Work required — List each line in the items below that contains the word "water". Letter case counts.

Named-object pointing items —
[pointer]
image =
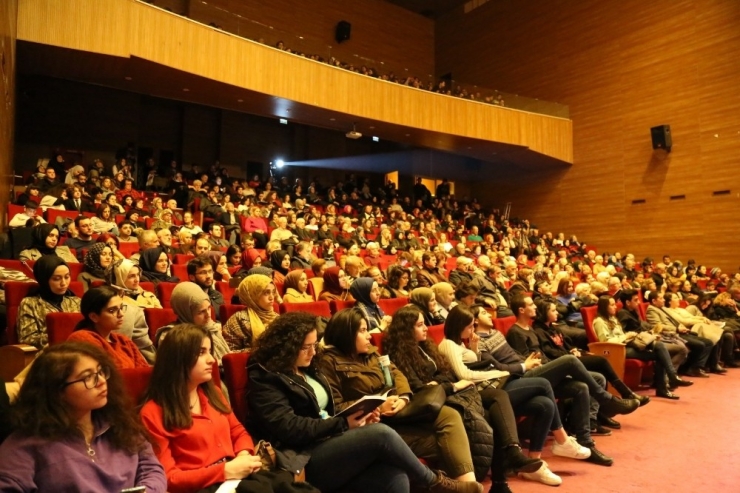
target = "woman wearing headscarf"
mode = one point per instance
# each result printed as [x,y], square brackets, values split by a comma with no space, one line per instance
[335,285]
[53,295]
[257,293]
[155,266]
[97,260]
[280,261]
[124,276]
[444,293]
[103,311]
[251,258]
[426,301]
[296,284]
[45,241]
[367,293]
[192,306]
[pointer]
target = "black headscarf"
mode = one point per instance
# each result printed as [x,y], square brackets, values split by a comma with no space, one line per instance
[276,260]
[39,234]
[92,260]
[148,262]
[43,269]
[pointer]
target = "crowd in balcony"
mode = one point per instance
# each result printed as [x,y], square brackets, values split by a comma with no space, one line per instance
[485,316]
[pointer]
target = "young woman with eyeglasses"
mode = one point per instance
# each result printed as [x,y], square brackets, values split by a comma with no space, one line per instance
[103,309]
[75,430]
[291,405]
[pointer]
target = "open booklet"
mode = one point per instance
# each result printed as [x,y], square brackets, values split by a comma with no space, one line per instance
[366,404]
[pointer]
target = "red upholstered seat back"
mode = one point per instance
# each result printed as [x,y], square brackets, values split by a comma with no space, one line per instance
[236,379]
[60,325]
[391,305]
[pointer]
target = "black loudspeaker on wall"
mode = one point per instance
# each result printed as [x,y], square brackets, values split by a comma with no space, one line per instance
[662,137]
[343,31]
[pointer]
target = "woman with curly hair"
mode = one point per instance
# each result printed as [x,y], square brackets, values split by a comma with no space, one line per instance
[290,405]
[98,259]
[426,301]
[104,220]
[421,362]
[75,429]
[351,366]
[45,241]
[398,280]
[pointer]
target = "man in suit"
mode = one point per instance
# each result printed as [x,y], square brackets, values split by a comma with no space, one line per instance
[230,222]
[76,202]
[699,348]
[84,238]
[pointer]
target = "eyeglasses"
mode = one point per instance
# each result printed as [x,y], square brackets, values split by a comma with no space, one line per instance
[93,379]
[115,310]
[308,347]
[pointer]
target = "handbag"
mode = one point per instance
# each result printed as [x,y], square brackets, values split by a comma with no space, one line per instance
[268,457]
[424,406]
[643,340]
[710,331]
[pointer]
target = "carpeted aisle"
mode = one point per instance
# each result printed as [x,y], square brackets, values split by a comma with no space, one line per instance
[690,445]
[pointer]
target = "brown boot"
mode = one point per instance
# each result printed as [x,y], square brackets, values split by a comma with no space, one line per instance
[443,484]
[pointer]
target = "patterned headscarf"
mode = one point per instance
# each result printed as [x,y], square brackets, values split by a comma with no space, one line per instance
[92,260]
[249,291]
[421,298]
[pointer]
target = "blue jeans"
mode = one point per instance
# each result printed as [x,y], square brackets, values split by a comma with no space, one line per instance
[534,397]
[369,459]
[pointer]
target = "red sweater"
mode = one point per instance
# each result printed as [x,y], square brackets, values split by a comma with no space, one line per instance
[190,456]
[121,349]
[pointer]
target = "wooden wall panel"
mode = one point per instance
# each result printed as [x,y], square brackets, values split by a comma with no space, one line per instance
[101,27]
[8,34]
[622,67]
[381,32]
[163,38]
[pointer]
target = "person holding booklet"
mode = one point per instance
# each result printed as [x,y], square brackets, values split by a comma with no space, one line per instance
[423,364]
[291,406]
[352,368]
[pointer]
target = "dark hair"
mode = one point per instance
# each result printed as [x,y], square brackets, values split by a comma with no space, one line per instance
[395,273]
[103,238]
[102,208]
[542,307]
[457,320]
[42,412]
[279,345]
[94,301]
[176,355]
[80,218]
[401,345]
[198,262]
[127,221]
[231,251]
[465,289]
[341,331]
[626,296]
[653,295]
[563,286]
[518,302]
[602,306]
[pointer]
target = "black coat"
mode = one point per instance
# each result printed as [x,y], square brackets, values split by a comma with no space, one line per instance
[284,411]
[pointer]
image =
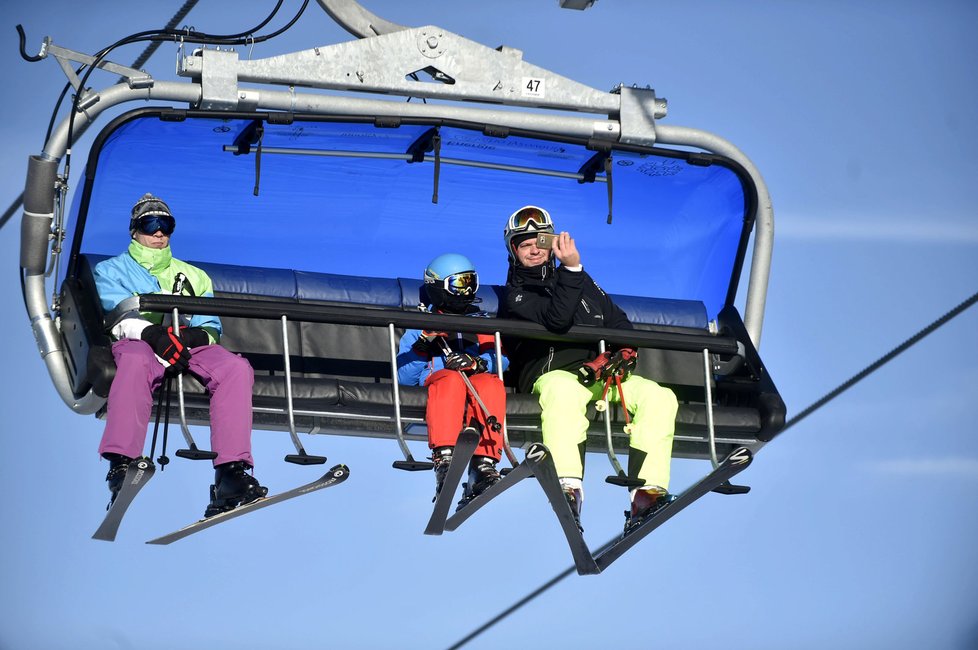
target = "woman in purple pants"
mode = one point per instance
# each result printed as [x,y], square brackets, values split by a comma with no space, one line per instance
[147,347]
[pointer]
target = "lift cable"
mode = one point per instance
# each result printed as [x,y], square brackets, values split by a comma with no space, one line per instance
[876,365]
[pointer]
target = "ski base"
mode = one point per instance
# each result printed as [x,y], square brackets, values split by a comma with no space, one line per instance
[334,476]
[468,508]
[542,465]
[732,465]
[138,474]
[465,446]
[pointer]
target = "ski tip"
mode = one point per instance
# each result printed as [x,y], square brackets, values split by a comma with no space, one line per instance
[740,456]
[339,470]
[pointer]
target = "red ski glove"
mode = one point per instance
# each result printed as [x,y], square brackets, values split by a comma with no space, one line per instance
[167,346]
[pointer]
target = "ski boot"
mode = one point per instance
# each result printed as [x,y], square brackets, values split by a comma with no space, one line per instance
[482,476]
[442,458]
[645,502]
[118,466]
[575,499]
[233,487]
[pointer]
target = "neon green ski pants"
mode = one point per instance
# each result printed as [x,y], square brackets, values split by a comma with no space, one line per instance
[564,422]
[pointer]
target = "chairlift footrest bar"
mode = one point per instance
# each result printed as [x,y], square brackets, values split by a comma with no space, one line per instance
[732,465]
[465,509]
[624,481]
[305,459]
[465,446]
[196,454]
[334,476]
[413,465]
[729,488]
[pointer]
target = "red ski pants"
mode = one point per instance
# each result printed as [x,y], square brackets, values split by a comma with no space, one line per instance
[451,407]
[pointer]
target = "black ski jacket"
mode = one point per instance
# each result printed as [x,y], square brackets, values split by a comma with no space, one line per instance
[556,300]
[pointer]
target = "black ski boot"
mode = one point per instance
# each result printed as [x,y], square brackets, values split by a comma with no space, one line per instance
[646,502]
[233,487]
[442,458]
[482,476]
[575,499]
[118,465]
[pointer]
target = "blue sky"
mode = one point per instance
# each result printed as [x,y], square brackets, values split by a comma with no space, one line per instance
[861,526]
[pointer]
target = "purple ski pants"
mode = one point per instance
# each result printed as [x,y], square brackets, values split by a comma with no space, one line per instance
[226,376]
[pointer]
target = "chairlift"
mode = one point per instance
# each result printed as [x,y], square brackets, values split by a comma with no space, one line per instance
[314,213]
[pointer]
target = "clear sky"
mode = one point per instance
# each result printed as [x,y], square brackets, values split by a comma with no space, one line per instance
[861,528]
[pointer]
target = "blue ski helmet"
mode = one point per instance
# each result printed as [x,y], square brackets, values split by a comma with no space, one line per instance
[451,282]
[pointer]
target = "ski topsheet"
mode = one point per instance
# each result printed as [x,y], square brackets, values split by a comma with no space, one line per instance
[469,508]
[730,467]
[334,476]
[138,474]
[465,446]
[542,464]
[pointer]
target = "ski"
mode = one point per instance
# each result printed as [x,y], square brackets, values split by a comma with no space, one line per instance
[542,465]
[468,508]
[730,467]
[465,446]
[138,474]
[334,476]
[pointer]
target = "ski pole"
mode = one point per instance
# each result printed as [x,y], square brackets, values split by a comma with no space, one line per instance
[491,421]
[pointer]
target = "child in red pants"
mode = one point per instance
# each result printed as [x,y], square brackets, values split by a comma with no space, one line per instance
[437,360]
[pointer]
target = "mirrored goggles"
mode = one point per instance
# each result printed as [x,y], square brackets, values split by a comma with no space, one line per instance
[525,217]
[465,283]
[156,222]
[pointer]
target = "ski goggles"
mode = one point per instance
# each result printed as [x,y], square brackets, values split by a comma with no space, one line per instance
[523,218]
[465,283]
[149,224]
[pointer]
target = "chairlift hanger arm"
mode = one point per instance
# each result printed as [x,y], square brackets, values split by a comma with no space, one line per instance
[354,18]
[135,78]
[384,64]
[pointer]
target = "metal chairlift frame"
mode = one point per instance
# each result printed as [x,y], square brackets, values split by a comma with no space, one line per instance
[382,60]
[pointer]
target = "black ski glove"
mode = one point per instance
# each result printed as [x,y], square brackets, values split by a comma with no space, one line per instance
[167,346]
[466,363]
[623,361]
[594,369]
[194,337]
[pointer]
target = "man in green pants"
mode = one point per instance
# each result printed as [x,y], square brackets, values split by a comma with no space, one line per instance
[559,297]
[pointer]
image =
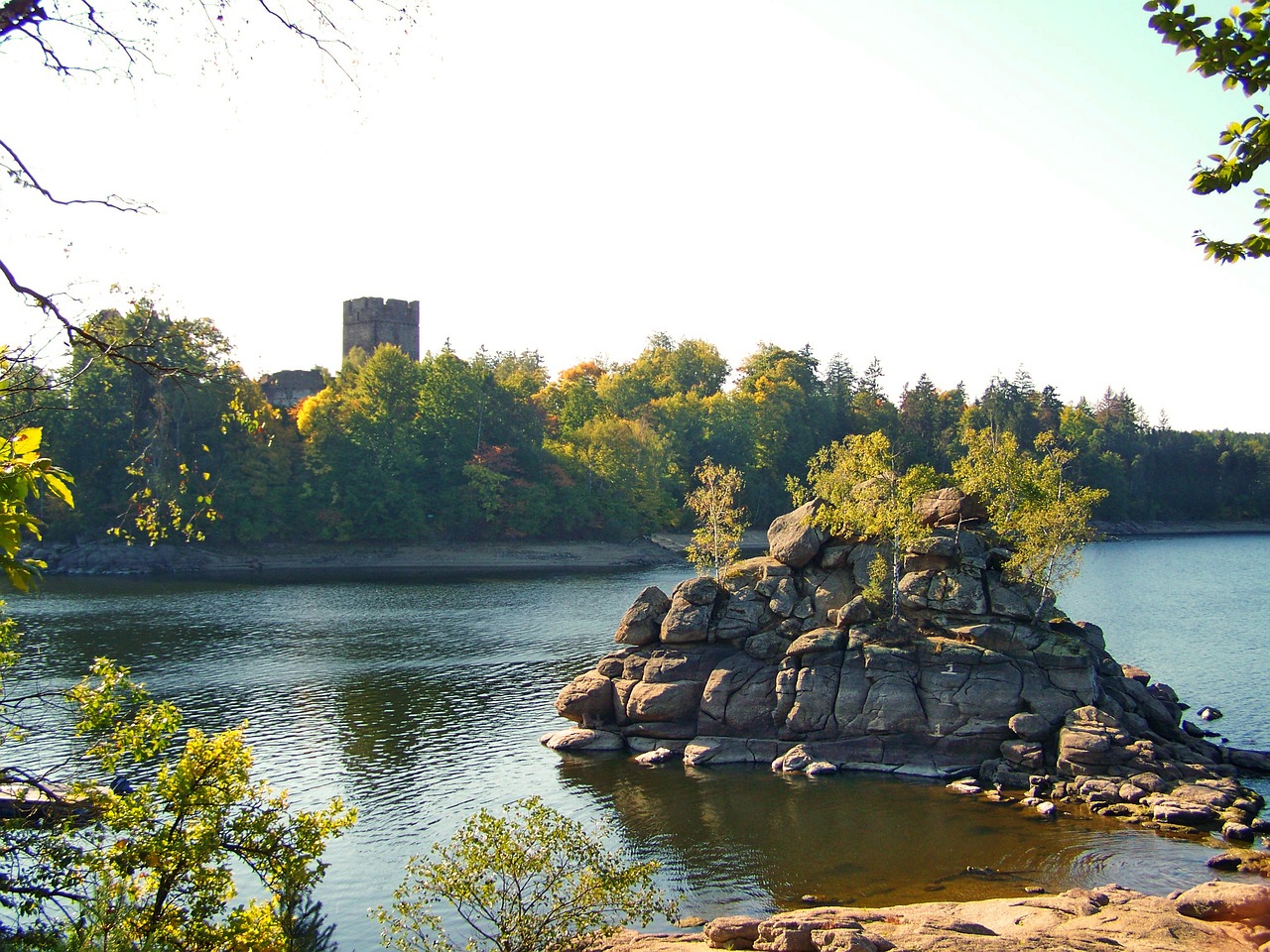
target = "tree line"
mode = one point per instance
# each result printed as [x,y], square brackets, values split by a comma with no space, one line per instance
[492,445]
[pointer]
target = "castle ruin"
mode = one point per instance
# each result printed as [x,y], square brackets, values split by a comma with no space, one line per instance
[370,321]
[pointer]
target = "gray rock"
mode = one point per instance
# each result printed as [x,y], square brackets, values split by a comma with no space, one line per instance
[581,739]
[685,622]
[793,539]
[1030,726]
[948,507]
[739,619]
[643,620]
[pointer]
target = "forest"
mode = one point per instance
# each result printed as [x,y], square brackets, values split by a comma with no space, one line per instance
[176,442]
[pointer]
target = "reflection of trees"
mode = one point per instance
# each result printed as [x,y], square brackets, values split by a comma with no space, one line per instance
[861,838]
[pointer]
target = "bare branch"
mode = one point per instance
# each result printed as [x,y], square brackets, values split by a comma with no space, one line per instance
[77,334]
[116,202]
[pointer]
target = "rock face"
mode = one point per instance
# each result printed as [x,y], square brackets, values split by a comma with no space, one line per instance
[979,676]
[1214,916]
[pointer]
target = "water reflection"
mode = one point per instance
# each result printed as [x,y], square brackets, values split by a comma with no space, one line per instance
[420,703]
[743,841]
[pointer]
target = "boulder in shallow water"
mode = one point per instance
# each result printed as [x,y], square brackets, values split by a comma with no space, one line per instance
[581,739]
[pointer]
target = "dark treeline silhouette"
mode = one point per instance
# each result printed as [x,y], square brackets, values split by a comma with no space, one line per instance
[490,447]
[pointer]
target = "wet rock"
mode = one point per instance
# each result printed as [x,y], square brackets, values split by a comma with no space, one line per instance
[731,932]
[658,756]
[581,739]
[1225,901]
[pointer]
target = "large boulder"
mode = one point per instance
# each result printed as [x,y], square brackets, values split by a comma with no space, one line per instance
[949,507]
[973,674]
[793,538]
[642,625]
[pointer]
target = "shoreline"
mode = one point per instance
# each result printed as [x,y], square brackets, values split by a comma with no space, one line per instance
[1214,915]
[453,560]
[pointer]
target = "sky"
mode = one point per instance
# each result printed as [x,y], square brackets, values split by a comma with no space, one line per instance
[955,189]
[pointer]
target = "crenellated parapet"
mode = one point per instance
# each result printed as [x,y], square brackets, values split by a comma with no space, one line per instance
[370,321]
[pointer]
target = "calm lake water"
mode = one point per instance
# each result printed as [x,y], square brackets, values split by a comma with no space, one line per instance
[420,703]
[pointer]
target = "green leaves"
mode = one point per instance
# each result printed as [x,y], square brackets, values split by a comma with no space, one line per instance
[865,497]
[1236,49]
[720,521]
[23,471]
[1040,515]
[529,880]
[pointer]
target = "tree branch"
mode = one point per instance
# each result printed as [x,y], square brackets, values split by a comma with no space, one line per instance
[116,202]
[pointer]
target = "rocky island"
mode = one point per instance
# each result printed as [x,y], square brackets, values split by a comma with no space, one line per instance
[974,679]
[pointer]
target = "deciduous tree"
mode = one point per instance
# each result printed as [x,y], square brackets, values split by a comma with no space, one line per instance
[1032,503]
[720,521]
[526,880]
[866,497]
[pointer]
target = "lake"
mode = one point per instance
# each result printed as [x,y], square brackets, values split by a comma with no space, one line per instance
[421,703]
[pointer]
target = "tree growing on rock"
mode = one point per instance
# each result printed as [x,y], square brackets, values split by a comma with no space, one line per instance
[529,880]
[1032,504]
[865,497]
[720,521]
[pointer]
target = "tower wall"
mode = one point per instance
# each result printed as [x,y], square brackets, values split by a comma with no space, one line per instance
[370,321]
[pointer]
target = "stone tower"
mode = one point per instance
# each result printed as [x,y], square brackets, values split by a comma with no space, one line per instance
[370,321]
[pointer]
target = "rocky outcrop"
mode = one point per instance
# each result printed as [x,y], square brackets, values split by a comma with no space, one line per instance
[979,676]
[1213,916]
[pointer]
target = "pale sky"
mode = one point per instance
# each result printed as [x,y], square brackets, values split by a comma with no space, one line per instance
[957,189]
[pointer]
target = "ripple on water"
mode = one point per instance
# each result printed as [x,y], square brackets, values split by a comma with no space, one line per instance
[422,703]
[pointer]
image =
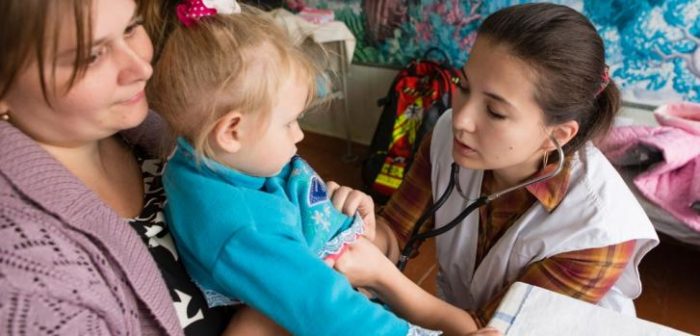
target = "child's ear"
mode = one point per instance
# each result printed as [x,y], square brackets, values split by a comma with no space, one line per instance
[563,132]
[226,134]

Result for this task —
target = "water reflection"
target = "boulder in shallow water"
target = "calm lake water"
target = "ripple on water"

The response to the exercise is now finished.